● **A block of data**
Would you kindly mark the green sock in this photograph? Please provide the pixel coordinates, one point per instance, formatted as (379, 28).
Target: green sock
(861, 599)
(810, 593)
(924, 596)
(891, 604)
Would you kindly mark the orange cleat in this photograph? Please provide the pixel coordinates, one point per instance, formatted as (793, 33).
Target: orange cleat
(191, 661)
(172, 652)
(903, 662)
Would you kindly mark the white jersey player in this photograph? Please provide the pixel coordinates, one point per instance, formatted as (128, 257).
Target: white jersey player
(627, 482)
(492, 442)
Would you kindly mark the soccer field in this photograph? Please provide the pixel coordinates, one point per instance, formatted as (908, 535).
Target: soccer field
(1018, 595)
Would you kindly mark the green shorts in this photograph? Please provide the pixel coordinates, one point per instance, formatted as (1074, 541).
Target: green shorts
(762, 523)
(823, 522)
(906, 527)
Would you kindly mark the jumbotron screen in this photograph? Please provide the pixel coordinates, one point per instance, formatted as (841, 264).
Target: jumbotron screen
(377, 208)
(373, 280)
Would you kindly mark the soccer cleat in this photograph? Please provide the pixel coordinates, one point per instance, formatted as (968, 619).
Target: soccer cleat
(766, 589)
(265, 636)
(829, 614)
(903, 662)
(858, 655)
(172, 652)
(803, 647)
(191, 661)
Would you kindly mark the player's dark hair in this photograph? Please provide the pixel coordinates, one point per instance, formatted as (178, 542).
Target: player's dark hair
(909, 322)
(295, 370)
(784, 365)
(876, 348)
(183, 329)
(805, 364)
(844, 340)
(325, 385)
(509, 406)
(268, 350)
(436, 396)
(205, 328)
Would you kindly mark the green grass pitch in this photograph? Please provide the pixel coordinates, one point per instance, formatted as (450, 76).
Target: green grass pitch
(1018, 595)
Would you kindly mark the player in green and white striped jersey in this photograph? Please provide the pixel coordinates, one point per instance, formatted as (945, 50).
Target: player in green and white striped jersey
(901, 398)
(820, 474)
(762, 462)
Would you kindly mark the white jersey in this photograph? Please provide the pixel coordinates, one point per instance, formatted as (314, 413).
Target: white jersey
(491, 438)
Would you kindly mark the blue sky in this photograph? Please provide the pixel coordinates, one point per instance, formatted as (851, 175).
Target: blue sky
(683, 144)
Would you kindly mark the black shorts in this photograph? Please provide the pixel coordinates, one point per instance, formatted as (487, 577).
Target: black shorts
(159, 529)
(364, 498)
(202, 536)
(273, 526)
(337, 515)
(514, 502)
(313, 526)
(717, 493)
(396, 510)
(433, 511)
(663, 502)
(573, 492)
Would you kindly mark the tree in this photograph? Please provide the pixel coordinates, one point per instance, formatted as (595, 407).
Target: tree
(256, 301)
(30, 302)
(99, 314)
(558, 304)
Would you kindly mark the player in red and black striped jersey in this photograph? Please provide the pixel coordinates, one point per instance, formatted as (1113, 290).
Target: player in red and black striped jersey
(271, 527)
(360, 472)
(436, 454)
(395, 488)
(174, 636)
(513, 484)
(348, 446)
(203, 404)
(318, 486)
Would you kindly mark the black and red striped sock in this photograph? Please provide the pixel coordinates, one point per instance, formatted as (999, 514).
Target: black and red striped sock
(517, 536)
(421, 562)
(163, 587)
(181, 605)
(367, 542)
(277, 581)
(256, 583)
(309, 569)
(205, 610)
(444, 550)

==

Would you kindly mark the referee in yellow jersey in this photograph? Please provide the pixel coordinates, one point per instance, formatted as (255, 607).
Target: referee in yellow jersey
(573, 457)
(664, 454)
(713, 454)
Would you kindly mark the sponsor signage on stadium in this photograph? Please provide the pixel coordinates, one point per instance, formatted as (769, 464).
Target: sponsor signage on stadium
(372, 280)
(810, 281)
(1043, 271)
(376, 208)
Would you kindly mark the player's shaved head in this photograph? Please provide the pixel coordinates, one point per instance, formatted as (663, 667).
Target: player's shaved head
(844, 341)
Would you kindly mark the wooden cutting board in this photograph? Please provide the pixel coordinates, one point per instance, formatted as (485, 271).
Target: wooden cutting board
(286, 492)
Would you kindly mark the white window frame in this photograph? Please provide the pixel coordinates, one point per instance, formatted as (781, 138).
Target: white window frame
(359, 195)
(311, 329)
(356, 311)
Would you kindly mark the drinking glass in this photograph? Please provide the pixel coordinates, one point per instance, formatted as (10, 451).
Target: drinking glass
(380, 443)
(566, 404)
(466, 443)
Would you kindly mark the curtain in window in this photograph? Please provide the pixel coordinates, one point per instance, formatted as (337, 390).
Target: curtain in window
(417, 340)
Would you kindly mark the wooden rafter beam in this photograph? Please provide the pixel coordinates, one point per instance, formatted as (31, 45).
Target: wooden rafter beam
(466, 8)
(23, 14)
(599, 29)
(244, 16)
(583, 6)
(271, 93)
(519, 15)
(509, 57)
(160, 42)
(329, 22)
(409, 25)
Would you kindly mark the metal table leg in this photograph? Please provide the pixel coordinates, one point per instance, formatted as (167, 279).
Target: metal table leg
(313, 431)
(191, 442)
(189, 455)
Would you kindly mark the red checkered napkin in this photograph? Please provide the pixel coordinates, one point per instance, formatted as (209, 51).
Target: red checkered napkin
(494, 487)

● **Goal of the exercise**
How many lines in the material above contain the string "metal"? Reply with the number only.

● **Correct response**
2